> **Reading text**
= = = = =

Cory Hanson started the band with drummer Evan Burrows, guitarist Daniel Martens, and bassist Lee Landey and immediately dove headfirst into a sludgy, psychedelic garage rock. They quickly put together an abundance of material that straddled the line between melodic and noise-heavy, issuing split singles with artists like Mikal Cronin and Meatbodies before being signed by Ty Segall to his Drag City Records spinoff label “God?” for the release of their 2014 debut LP “Ganglion Reef”. Wand embarked on a tour supporting Segall for the release of the album.

Ganglion Reef

After a handful of singles, Los Angeles power psych band Wand arrived with Ganglion Reef, their debut full-length and a nonstop parade of acid-dipped, pop-minded forays into both heaviness and wavy folk detours. Along with Ty Segall Wand approach songwriting with a fearless love of exploring guitar tones and unexpected dynamics, but where Segall builds up walls of guitars with layer after layer of fuzz to achieve his mind-bending sounds, Wand relies more on time-honored techniques of trippy ’60s production. Standout track “Broken Candle” sees vocalist Cory Hanson singing a thin, wispy melody over battling organs and highly effected acoustic guitars, the stomping acid folk rhythms building and building until the entire mix is coated in an over the top flanger effect for a few seconds before fading out. It’s by-the-books psychedelia taken right from the Are You Experienced? playbook.

Elsewhere, Wand tends toward sludgy proto-metal guitars and clunky rhythms on tracks like “Fire on the Mountain” and the stony funk-metal groove of “6661.” “Growing Up Boys” goes the opposite direction, offering a laid-back country-rock dirge in the style of solo John Lennon, but with all the spaced-out experimentation of Pink Floyd. The songs always waver between saturated extremes of heaviness and gentleness, with whispering vocal harmonies and dazzled acoustic guitars always seconds away from distorted organs and the band’s bevy of freakish effects. Ultimately, Wand’s gift for songwriting guides the endless psychedelic tug of war that is Ganglion Reef, offering listeners something turbulent and strange but deeply rooted in strong tunes.

Wand - Golem

The band’s next record was recorded over a 12-day span by Chris Woodhouse at The Dock in Sacramento, California, and saw the band expanding its sound with synthesizers and showing a deeper heavy metal influence. “Golem” was released in early 2015 by In the Red Records.

= = = = =

> **Dataset extract**
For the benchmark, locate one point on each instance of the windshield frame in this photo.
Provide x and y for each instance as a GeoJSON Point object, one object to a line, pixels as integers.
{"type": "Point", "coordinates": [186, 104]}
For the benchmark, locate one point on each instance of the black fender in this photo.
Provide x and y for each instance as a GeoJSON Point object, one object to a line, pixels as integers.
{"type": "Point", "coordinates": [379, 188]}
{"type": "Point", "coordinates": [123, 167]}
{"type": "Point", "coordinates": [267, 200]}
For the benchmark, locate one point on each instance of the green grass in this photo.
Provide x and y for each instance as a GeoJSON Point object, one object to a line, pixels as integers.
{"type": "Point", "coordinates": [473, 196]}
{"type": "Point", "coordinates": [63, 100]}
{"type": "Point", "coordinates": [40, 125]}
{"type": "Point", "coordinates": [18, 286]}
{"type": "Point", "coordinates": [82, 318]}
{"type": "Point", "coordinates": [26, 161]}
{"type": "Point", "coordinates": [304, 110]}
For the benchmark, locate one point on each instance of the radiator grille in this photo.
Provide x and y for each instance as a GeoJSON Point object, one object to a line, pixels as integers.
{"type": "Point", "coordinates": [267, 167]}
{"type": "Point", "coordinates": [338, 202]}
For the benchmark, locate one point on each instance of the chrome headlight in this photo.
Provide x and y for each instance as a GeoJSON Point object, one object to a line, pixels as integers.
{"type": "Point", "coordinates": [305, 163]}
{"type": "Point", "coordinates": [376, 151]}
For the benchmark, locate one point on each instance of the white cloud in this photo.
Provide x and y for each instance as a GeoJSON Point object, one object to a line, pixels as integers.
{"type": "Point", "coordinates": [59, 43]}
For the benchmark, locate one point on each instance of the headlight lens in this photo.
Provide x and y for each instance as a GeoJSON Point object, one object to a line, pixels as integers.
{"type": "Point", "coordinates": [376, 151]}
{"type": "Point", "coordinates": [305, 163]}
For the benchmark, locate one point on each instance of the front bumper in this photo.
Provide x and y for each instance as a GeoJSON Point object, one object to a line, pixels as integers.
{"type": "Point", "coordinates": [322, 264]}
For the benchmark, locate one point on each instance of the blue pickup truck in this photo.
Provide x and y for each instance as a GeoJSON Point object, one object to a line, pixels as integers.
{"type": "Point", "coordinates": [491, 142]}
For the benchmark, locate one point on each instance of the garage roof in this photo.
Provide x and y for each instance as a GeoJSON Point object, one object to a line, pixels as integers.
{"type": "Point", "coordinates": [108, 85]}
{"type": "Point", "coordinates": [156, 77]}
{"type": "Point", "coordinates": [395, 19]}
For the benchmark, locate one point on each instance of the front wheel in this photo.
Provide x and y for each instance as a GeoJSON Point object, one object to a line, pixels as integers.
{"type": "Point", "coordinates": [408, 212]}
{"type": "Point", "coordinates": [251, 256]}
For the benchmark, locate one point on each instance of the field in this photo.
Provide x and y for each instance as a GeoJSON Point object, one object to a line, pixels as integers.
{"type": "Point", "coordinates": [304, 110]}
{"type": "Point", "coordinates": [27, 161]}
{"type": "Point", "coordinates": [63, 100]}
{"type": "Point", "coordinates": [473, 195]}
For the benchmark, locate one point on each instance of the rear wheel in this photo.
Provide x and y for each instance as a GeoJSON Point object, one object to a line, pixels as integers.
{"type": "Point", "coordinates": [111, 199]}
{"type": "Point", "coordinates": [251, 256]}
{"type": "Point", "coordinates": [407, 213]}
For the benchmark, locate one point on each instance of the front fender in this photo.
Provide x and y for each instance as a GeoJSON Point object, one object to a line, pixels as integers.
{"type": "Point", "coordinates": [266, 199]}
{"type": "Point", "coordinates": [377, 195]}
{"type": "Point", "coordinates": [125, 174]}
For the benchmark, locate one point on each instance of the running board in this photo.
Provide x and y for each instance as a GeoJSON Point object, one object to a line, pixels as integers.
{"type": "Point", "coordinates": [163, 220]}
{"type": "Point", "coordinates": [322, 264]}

= = = = =

> **What is needed**
In the text about Wand, copy the passage that begins with the words containing "Wand - Golem" and ends with "the Red Records.". The material above comes from a different source than the text about the band Wand.

> **Reply**
Wand - Golem

The band’s next record was recorded over a 12-day span by Chris Woodhouse at The Dock in Sacramento, California, and saw the band expanding its sound with synthesizers and showing a deeper heavy metal influence. “Golem” was released in early 2015 by In the Red Records.